■ WHAT TO PRODUCE: In the data that follows, count the lines in which the word "above" occurs, and report that figure alone.

== Segment start ==

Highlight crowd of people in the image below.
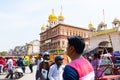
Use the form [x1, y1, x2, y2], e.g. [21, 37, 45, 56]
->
[2, 35, 118, 80]
[0, 55, 36, 79]
[0, 36, 96, 80]
[35, 36, 95, 80]
[35, 36, 120, 80]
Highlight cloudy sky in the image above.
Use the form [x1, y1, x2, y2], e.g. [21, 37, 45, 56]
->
[0, 0, 120, 52]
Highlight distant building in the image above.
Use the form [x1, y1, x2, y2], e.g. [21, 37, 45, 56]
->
[12, 46, 27, 56]
[7, 49, 14, 56]
[26, 39, 40, 55]
[7, 40, 40, 56]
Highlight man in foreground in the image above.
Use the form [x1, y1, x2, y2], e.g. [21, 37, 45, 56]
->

== Segment end ==

■ REPLY TO THE EXERCISE: 3